> What to do
Rewrite the lines from the one containing "Could you kindly segment every instance of the bed" through the one containing "164 264 L 166", replacing "bed post" with "bedpost" and leaving everything else unchanged.

==== Records supplied

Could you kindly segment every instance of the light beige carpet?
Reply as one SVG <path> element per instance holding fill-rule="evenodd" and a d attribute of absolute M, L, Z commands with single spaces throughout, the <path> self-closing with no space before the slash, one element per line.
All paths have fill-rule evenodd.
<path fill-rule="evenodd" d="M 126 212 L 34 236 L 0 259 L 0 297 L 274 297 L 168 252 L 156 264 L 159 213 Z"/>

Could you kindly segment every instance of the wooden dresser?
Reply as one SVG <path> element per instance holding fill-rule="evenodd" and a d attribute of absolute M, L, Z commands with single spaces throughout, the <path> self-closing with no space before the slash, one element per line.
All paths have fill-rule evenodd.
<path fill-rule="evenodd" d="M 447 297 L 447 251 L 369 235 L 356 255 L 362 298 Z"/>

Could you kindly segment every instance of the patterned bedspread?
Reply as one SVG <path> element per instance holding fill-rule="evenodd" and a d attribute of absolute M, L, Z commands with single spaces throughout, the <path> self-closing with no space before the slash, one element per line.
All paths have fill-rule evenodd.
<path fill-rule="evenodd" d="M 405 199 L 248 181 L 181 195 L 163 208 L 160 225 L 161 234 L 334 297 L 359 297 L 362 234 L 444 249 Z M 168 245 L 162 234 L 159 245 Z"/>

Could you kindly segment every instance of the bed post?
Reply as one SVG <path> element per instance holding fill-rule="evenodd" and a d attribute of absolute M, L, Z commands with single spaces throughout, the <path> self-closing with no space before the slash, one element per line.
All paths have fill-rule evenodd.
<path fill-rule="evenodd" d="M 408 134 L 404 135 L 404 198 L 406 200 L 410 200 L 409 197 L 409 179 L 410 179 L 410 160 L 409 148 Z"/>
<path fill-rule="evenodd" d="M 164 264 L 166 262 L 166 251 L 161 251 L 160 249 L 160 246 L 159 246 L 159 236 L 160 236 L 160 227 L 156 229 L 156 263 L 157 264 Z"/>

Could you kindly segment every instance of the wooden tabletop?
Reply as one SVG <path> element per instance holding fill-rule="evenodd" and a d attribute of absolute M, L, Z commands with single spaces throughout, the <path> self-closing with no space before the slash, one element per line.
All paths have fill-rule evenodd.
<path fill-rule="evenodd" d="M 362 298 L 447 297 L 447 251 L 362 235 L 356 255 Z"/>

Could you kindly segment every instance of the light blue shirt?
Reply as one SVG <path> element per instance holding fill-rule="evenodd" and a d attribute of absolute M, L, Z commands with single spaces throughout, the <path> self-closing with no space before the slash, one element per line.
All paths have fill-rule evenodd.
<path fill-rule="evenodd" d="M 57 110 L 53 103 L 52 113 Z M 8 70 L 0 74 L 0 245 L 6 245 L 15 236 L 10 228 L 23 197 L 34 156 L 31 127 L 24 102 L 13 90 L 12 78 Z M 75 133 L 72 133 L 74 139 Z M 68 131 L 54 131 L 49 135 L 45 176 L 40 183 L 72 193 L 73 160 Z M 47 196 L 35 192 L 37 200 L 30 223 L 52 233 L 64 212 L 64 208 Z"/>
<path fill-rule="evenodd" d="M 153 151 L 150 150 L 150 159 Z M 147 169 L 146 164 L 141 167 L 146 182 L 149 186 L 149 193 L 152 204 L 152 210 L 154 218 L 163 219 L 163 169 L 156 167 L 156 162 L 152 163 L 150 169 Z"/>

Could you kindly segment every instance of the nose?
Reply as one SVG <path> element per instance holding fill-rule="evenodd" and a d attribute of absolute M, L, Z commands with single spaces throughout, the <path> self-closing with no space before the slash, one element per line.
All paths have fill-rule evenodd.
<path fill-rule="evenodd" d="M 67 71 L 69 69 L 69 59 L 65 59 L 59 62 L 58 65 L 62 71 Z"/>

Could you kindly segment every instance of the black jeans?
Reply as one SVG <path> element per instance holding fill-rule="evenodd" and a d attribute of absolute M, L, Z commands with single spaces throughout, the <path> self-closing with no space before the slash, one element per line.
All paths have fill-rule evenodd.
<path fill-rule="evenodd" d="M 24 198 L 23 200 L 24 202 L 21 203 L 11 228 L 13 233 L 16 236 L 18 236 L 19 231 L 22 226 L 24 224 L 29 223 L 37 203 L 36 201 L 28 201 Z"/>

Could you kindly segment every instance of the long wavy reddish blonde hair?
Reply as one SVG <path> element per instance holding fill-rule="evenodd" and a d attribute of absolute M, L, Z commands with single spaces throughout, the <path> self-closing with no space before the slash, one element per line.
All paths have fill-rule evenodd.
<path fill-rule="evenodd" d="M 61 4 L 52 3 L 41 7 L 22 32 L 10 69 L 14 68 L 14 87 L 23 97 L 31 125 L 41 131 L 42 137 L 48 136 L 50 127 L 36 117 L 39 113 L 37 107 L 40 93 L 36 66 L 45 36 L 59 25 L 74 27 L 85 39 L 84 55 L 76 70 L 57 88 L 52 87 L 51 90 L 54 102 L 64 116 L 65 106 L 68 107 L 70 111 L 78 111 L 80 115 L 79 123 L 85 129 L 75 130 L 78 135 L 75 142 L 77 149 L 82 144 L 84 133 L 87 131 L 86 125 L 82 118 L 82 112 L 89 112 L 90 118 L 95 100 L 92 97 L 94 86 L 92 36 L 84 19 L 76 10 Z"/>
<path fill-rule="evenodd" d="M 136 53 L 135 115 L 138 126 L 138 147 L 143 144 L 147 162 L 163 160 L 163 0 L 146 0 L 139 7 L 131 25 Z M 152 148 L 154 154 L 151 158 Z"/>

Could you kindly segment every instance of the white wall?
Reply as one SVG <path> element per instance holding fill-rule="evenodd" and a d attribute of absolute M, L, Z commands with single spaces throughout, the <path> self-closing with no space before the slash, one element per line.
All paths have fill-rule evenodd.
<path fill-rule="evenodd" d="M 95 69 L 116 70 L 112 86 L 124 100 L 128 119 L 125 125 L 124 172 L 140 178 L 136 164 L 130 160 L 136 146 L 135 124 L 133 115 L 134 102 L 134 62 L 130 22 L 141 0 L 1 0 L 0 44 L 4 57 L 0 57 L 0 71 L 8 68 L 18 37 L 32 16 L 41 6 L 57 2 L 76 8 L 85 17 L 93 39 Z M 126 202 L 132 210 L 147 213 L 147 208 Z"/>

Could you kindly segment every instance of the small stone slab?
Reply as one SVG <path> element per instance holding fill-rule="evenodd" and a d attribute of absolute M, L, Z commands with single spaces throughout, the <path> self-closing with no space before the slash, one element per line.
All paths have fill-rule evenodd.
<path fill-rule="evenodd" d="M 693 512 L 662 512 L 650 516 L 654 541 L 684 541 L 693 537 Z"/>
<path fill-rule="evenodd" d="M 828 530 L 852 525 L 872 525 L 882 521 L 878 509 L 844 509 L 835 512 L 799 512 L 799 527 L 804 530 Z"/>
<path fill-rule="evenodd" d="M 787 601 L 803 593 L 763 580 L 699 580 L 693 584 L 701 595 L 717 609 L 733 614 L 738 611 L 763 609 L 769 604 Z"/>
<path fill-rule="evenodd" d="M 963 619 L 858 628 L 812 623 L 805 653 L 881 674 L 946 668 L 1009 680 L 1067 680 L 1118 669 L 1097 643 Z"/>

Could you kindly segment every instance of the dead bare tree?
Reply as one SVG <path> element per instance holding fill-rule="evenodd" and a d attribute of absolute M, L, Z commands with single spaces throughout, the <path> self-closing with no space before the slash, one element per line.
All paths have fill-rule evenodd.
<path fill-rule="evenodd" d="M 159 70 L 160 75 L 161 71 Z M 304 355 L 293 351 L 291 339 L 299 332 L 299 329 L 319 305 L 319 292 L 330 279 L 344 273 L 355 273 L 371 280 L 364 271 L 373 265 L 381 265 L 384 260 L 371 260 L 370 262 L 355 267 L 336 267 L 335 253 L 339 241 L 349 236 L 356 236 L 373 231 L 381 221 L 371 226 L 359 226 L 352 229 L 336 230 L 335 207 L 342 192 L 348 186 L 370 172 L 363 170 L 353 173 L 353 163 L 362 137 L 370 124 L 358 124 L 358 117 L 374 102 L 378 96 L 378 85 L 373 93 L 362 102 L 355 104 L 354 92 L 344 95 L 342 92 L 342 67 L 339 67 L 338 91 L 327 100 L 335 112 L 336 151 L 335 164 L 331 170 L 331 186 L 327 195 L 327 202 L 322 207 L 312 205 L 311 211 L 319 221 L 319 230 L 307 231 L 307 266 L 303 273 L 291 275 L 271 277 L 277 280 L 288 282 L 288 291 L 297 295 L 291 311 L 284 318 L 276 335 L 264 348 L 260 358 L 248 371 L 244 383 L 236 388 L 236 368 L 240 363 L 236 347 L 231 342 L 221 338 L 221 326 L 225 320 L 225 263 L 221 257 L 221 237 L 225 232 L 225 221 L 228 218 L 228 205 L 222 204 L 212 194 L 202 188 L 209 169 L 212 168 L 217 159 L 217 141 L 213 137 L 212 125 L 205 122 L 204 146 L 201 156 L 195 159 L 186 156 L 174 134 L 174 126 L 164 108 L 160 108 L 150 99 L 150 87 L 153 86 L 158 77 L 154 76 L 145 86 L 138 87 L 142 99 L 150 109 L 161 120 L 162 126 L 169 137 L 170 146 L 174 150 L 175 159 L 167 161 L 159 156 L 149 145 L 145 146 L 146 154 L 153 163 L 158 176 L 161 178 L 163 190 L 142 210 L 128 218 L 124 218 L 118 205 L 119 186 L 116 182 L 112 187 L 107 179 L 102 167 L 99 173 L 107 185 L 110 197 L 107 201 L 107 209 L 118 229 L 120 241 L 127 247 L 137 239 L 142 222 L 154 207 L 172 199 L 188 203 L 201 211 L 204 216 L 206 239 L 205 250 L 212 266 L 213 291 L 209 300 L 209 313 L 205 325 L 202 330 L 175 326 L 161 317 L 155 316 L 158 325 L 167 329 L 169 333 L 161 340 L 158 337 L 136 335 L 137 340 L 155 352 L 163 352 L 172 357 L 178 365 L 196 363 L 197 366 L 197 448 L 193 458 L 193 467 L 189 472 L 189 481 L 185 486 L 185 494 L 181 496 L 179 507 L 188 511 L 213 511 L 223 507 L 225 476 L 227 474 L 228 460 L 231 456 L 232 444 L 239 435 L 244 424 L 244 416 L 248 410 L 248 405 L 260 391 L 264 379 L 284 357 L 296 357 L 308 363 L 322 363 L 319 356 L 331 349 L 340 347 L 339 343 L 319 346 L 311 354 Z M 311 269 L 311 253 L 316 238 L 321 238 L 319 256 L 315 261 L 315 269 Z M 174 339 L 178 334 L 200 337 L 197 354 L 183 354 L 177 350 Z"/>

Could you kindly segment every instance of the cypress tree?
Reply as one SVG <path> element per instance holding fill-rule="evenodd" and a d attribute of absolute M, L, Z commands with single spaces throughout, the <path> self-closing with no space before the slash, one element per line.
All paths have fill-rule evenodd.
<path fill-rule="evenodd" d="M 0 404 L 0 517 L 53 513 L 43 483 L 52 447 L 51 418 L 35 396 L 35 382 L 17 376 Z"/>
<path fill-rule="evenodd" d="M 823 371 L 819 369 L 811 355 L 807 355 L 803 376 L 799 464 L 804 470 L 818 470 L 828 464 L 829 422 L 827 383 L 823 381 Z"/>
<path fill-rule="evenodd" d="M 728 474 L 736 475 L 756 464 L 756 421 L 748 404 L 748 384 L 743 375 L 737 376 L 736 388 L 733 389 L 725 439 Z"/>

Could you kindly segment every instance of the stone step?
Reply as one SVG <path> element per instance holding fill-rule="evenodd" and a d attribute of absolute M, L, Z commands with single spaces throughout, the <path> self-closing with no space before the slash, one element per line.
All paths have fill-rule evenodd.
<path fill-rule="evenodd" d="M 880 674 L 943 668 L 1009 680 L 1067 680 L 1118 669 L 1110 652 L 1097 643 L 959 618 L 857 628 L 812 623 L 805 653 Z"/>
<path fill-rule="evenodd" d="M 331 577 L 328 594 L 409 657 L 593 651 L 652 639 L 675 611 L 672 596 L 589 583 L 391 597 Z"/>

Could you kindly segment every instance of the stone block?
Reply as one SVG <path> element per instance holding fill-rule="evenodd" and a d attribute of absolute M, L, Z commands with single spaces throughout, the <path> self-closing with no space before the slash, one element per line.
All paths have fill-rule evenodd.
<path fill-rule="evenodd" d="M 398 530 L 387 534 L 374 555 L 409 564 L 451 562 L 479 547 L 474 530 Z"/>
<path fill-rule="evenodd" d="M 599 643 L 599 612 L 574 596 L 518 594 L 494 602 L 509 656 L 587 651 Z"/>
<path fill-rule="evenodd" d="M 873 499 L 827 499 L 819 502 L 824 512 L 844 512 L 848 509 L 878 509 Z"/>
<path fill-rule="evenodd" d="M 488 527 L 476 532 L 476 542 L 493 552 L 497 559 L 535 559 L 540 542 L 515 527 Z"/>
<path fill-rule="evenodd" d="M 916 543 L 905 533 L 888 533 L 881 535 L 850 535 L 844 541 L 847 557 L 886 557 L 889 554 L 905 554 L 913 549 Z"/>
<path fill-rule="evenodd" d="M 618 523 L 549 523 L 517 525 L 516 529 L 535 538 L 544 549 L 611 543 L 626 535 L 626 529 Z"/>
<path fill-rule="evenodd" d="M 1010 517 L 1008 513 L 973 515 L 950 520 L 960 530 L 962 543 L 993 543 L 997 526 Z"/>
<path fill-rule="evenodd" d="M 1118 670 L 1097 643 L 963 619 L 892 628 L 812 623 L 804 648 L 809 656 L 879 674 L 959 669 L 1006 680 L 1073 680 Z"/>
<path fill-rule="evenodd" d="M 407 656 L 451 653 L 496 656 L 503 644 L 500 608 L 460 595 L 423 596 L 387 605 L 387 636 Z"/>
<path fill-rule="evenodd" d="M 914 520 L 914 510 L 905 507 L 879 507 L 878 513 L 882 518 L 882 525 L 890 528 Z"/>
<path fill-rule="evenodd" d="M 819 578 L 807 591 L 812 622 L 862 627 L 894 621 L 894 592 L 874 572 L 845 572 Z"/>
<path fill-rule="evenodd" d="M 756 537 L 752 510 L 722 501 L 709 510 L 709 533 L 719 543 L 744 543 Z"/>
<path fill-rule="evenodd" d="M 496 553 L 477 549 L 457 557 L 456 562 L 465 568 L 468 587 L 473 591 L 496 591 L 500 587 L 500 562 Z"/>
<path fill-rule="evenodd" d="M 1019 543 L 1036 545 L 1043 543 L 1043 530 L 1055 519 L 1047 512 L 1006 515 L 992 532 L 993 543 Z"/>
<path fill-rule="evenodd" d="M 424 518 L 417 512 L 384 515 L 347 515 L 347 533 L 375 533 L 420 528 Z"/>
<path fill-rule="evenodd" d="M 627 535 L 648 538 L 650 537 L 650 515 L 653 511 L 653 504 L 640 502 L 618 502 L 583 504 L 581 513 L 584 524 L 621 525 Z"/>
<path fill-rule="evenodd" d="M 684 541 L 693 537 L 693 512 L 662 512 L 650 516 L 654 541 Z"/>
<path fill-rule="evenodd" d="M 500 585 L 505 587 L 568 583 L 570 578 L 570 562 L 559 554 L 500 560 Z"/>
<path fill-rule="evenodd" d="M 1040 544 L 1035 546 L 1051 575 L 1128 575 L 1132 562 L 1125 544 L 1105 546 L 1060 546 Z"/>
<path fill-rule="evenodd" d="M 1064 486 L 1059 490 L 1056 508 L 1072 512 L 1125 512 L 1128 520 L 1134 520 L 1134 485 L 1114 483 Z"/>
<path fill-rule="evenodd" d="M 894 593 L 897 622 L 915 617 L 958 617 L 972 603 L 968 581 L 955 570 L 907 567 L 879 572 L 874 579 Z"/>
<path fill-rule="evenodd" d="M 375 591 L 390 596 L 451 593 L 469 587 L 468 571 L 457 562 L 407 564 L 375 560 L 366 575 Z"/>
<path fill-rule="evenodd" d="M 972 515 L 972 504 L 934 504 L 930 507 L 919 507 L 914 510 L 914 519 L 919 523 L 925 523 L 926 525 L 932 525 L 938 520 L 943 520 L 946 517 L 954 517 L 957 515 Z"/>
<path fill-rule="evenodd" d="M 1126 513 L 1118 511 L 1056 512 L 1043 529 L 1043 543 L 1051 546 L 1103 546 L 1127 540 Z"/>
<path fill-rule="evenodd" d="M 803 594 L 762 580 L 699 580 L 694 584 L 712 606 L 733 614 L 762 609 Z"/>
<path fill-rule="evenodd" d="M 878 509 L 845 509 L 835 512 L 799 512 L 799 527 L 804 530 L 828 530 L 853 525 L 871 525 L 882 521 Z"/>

========

> Result of this exercise
Could you kindly segment every instance of the bedpost?
Reply as one SVG <path> element per instance holding fill-rule="evenodd" and a d attribute of absolute M, L, Z commands with single spaces throughout, the <path> self-closing with no space before the slash, one element per line.
All paths have fill-rule evenodd.
<path fill-rule="evenodd" d="M 408 134 L 404 135 L 404 198 L 406 200 L 410 200 L 409 197 L 409 179 L 410 179 L 410 160 L 409 148 Z"/>
<path fill-rule="evenodd" d="M 164 264 L 166 262 L 166 251 L 161 251 L 160 249 L 160 246 L 159 246 L 159 236 L 160 236 L 160 227 L 156 229 L 156 263 L 157 264 Z"/>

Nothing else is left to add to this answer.